--- Article ---
▼▼▼
Décision

Les décisions diffusées proviennent de tribunaux ou d'organismes indépendants de SOQUIJ et pourraient ne pas être accessibles aux personnes handicapées qui utilisent des technologies d'adaptation. Visitez la page Accessibilité pour en savoir plus.
Copier l'url dans le presse-papier
Le lien a été copié dans le presse-papier

Gagliano (Liberté Appartements) c. Hereish

2023 QCTAL 36467

 

 

TRIBUNAL ADMINISTRATIF DU LOGEMENT

Bureau de Montréal

 

No dossier:

708235 31 20230510 F

No demande:

3908663

RN :

 

3923337

 

Date :

23 novembre 2023

Devant le greffier spécial :

Me Gabriel Miron

 

Maria Gagliano (Liberté Appartements)

Locatrice - Partie demanderesse

c.

Magda Hereish

Locataire - Partie défenderesse

 

DÉCISION

 

 

[1]         La locatrice a produit une demande de fixation du loyer, conformément à l'article 1947 du Code civil du Québec (C.c.Q.).

[2]         La demande a été introduite par la locatrice au Tribunal administratif du logement (TAL) par dépôt en ligne sur le site Internet du TAL prévu à cet effet.
▲▲▲
--- Extrait des données ---
▼▼▼
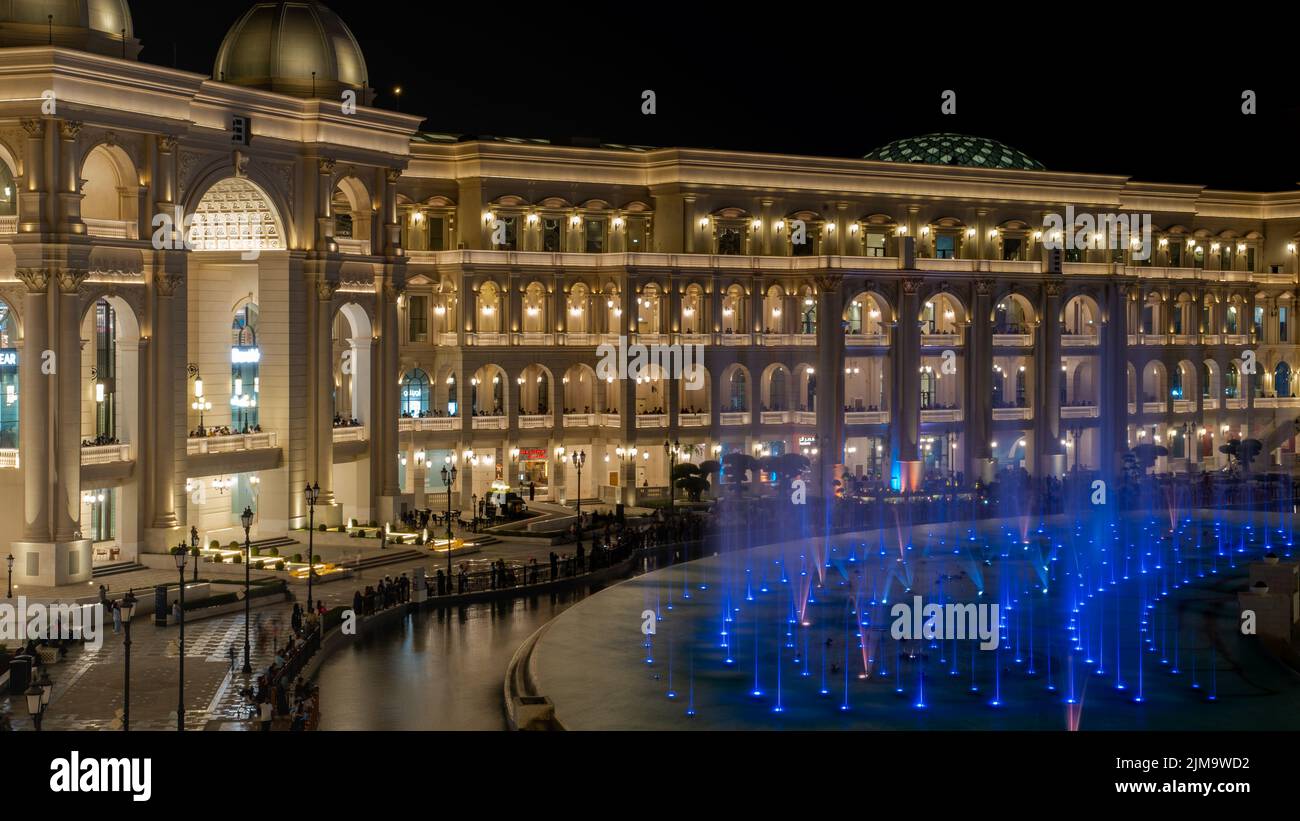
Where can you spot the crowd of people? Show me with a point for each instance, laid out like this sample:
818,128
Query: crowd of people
▲▲▲
--- Tâches à réaliser ---
1. Transcrivez le passage de la décision du Tribunal administratif du logement qui va de "[2]         La demande" jusqu'à "à cet effet." inclus.
2. Relevez toutes les personnes désignées par leur prénom et leur nom dans la décision du Tribunal administratif du logement.
3. Prolongez la décision du Tribunal administratif du logement à la suite de son dernier paragraphe.

--- Réponses dans l'ordre ---
1.
[2]         La demande a été introduite par la locatrice au Tribunal administratif du logement (TAL) par dépôt en ligne sur le site Internet du TAL prévu à cet effet.

2.
Gabriel Miron
Maria Gagliano
Magda Hereish

3.
[3]         Dans les jours suivant l’ouverture, un courriel de confirmation d’ouverture du dossier est acheminé à la locatrice. Un formulaire de renseignements nécessaires à la fixation du loyer (formulaire RN) est ajouté au courriel lors de cet envoi. Des directives sont également jointes.

[4]         À l’audience, la locatrice est présente et fait valoir son point de vue sur le dossier. Elle fait également entendre une gestionnaire à son service qui administre l’immeuble visé par la demande.

[5]         Il est à noter que plusieurs dossiers sont entendus en même temps, comme le permet la Loi, puisque la preuve à administrer est la même dans les dossiers. Une décision est toutefois rendue pour chaque dossier.

[6]         La gestionnaire au service de la locatrice explique les démarches d’ouverture des dossiers qu’elle a entreprises lorsque les locataires visés refusaient les offres d’augmentation déposées.

[7]         À ce sujet, le Tribunal a constaté qu’aucun avis confirmant que les locataires avaient reçu le formulaire RN requis par le dossier n’était présent dans les dossiers entendus.

Absence d’envoi du formulaire requis aux locataires

[8]         Le Tribunal constate donc au dossier du TAL l'absence de preuve de notification de ce formulaire RN, et ce, dans tous les dossiers entendus le jour de l’audience.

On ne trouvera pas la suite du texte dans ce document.